### EJERCICIO
Según el fragmento de origen sobre los currículums, ¿qué circunstancias los inspiran? Enuméralas todas.

### FRAGMENTO DE ORIGEN
****************

No hay cosa más incómoda que esos CV que acostumbra a entregar la gente en busca de trabajo, o esos datos biográficos pretenciosos e inútiles que algunos adictos a los aplausos suelen subir en la red – con lujo de detalle pero bajo el título discreto de “breves antecedentes” -, con la sobrada y manifiesta intención de ser convocados a ritos tediosos que siempre culminan en un “gracias, doctor, qué interesante lo que dijo, lo felicito” (aunque no te hayan comprendido la mitad de lo que dijiste). En síntesis, o se muestran datos biográficos por padecer de la esclavitud legalizada del sistema laboral que supimos conseguir o porque hay los que adolecen demasiado del vicio de la mirada ajena. Evitaré entonces toda la parafernalia que implica el presentar un CV. Vanidad, carencias, tontera ilimitada (o todo a la vez), las circunstancias que los inspiran no son bienvenidas aquí, y menos cuando se trata de mostrar textos propios (los lectores confirmarán si son o no literarios, es decir si valió la pena desafiar al silencio, sempiternamente más conciso y significativo que el ruido de las palabras).

****************

### DATOS SIN PROCESAR

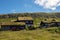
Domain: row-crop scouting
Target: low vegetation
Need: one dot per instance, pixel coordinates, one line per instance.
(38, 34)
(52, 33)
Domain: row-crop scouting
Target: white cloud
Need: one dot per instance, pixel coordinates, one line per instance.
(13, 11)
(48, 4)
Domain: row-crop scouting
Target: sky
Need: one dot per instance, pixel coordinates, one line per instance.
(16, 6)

****************

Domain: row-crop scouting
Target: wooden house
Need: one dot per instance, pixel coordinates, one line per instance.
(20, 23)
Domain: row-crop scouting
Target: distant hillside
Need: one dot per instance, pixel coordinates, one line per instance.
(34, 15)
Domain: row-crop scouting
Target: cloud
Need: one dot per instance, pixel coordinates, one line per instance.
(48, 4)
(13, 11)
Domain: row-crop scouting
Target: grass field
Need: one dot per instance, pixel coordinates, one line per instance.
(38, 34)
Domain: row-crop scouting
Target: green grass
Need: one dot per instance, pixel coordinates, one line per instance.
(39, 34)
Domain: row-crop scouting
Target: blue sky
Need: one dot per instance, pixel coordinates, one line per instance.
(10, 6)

****************

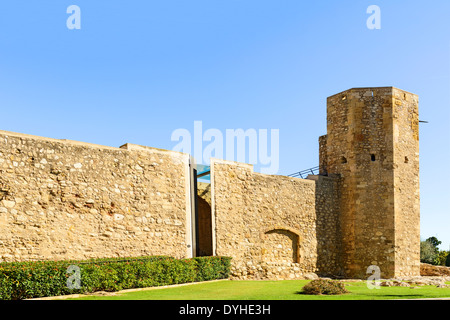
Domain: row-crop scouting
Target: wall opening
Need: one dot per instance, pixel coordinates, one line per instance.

****************

### SOLUCIÓN ESCRITA
Vanidad, carencias y tontera ilimitada.